Recast the lines below as a Markdown table with columns No. and Line, starting with the line containing "Task: place one keypoint on every instance of the log" and going on through the last line. Give only those lines, leave out blank lines, and number the rows.

+---+

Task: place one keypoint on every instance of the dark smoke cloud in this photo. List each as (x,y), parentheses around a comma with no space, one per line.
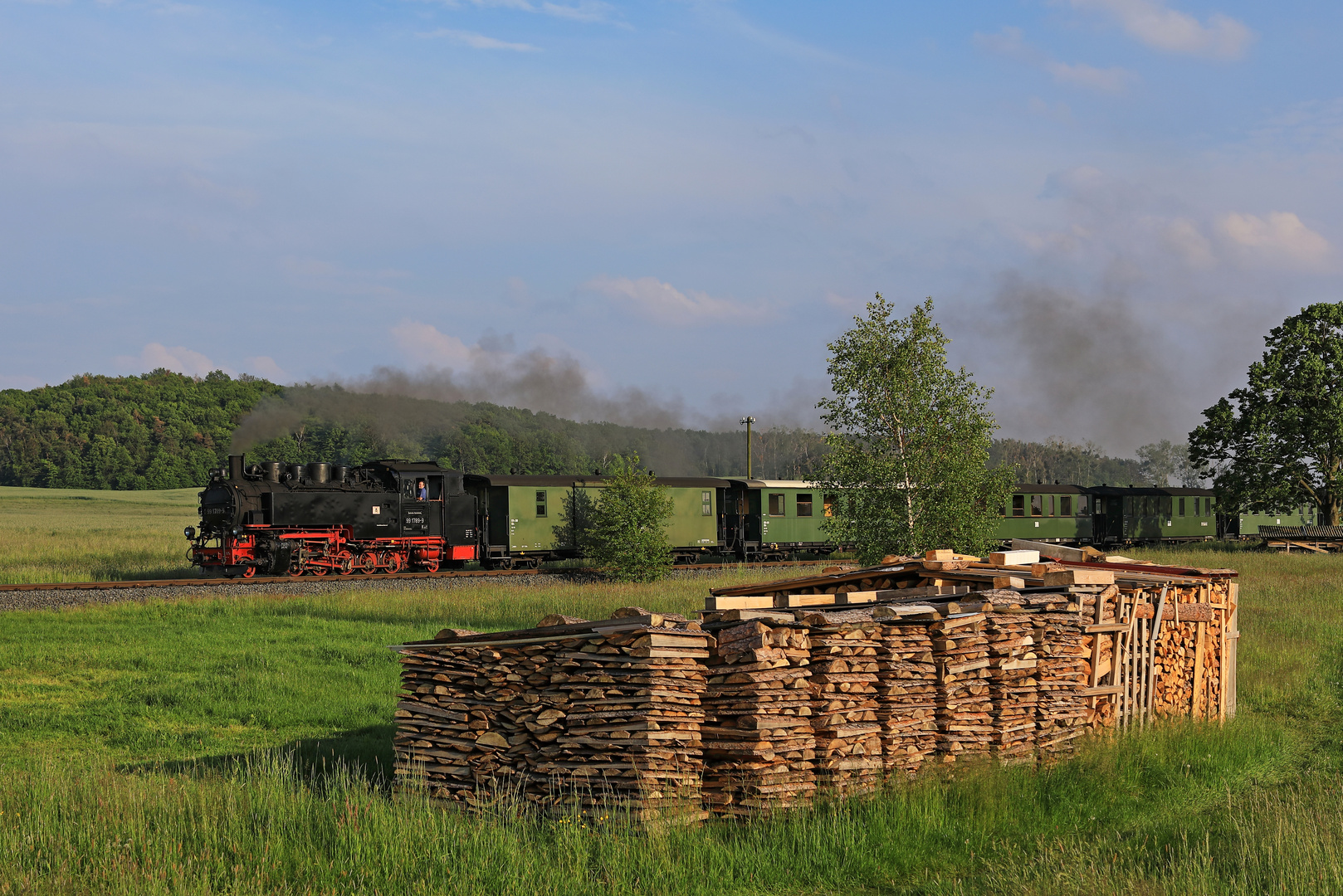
(1086,367)
(535,381)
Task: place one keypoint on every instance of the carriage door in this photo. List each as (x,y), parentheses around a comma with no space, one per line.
(414,512)
(437,504)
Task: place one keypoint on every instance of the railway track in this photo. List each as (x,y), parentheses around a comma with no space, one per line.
(362,577)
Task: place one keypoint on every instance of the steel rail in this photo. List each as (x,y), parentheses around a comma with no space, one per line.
(359,577)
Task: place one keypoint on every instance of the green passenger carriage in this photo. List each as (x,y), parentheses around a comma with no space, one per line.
(1108,514)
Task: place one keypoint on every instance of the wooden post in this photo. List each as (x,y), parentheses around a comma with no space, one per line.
(1233,640)
(1199,709)
(1151,652)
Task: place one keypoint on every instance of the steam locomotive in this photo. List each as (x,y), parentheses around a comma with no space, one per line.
(390,516)
(278,519)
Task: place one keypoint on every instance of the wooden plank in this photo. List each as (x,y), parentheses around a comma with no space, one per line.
(1199,707)
(756,602)
(804,601)
(1013,558)
(1079,577)
(868,597)
(1045,550)
(1151,652)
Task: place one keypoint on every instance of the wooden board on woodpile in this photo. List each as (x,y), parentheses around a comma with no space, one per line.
(845,702)
(758,737)
(606,719)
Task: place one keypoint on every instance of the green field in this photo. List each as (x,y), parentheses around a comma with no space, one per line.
(78,535)
(242,744)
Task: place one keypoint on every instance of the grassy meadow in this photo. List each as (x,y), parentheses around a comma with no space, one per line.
(242,746)
(80,535)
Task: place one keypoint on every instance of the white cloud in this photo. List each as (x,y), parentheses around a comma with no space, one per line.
(1082,75)
(1280,236)
(426,345)
(1012,45)
(21,381)
(477,41)
(1160,27)
(1008,42)
(1189,242)
(580,11)
(664,301)
(265,366)
(179,358)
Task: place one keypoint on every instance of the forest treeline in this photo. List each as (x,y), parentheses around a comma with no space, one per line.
(165,430)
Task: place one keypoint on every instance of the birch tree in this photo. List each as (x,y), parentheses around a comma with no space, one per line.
(1279,441)
(908,441)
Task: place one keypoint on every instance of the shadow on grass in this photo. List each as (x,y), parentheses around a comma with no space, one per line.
(363,752)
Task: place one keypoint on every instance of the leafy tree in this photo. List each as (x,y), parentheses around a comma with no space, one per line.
(1279,441)
(626,533)
(908,441)
(1166,464)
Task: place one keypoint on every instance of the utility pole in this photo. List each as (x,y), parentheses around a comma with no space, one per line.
(747,422)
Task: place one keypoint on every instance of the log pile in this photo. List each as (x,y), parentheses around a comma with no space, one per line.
(758,742)
(575,715)
(906,694)
(1062,712)
(1013,684)
(965,707)
(843,705)
(823,685)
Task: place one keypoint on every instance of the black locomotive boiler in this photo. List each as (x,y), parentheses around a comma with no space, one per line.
(386,516)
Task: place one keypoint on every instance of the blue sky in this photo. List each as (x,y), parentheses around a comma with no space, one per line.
(661,212)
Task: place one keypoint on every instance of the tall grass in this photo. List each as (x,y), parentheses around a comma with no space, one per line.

+---+

▶ _Response_:
| No. | Line |
|---|---|
| 1 | Task: place one keypoint on every instance of the log pile in this photo. List each as (x,y), parentheses around a comma with no space, one per line. |
| 2 | (758,742) |
| 3 | (575,715) |
| 4 | (906,694) |
| 5 | (1062,712) |
| 6 | (1013,684) |
| 7 | (965,707) |
| 8 | (843,705) |
| 9 | (823,685) |
| 10 | Task: place one keypoint on every instance of the black locomotive boiler in this photo. List each as (x,y), parentheses around a comma with no space, one per line. |
| 11 | (386,516) |
| 12 | Task: place one keypoint on every instance of the blue sky in this photo. List each as (x,y), parentheses around a comma with no space, one per line. |
| 13 | (661,212) |
| 14 | Task: place one keypoint on every instance of the tall grass in this photo. List each as (x,y), parentheses around a comma with no space, one per line. |